With deals currently in the financing pipeline, Strauss and Quarton state that apartments — especially affordable and mission-driven housing — seem to be weathering the storm best. There has certainly been some volatility in the markets, but Fannie Mae, Freddie Mac and HUD are providing liquidity to the multifamily market.
“The underwriting of all the transactions across the board has come under scrutiny,” says Strauss.
And the question of rent collections has come to the forefront for multifamily properties — especially since April has seen stronger collections than anticipated.
“What is May going to look like, and what do people think of the prospects of people returning to work?” asks Strauss. “Will the same 10 percent or so of tenants not paying rent in April not pay in May too? Or could that number balloon because of people’s fear and concern over their ability to pay future months’ rents and cover other costs, like medical bills or buying groceries? Some of that decision will also be affected by the state they live in and their ability to abate rent and not be evicted.”
Such concerns make underwriting a transaction in the pandemic environment tricky.
One of the shining stars of recent weeks has been industrial properties. With most industrial facilities considered essential workplaces that are providing crucial goods, they are still operating. With essential retailers like grocery stores and online delivery services seeing more demand, industrial is likely to see increased interest from investors very quickly.
“Especially in the major metros, industrial — like apartments — has a real operational strength to it,” says Quarton.
The office sector is of high interest, though it varies greatly based on the credit quality of tenants and the ability of said tenants to pay future rents. But beyond that, there loom other questions for office real estate that Strauss points out: will businesses want people to return to office life as normal, with all of the traditional points of contact, if there’s no known solution to the current pandemic aside from social distancing? Will buildings need to look and feel different for life to return to normal?
Positives from the Pandemic?
What might the industry learn from all this?
“Wash your hands all the time,” jokes Quarton.
In addition to time to reflect, there is now time to analyze how underwriting is done, as well as more basic questions like what makes a market good and what trends are likely in the near future.

• _Task list_:
1. In the passage on pandemic real estate financing, reproduce the text from "The office sector" to "return to normal?", replacing "tenants" with "occupants".
2. Do these statements agree with the passage on pandemic real estate financing? (a) Apartments seem to be handling the downturn best. (b) April rent collections were weaker than expected. (c) Most industrial facilities have stopped operating. Answer yes or no for each, quoting the deciding words.
The lines that come next have nothing to do with the text above.

• _Dataset_:

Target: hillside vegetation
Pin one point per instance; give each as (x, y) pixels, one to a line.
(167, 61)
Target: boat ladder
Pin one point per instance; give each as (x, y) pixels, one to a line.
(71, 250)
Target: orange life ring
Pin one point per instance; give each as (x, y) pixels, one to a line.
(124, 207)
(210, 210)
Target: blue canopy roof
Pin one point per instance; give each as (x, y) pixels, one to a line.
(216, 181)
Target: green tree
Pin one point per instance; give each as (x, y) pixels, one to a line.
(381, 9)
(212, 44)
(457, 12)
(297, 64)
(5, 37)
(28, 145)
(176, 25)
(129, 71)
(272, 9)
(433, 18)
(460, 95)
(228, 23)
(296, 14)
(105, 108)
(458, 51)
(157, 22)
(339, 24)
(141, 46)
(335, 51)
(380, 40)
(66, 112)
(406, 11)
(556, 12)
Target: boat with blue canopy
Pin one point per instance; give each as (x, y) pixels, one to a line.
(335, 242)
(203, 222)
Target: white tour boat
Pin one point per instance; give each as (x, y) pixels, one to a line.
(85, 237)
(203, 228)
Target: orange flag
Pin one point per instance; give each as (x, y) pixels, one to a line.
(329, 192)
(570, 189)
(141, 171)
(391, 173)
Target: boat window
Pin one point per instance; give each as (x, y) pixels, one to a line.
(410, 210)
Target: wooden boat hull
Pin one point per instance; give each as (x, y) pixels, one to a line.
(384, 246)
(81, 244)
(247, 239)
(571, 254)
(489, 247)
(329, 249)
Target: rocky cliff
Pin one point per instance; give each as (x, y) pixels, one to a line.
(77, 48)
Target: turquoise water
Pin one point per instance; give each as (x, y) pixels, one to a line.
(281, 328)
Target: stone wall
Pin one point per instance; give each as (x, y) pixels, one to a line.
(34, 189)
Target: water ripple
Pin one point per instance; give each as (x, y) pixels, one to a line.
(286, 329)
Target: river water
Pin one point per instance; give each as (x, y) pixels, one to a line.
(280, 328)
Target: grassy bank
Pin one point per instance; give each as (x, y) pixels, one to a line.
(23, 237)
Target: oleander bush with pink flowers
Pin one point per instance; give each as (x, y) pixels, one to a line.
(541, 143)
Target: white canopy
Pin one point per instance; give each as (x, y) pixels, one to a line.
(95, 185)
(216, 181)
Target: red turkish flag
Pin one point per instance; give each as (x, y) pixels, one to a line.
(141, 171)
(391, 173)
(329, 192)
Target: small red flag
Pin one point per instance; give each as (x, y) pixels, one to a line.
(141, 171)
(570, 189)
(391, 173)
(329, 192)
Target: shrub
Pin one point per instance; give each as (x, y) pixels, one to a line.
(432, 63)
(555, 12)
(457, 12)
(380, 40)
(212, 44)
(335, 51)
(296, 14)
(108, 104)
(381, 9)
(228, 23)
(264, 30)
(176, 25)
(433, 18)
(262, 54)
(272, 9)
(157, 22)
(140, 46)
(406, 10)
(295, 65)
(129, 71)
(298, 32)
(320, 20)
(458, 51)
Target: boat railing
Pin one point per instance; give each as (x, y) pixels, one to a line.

• _Problem solutions_:
1.
The office sector is of high interest, though it varies greatly based on the credit quality of occupants and the ability of said occupants to pay future rents. But beyond that, there loom other questions for office real estate that Strauss points out: will businesses want people to return to office life as normal, with all of the traditional points of contact, if there’s no known solution to the current pandemic aside from social distancing? Will buildings need to look and feel different for life to return to normal?

2.
(a) Yes: "apartments — especially affordable and mission-driven housing — seem to be weathering the storm best"
(b) No: "April has seen stronger collections than anticipated"
(c) No: "they are still operating"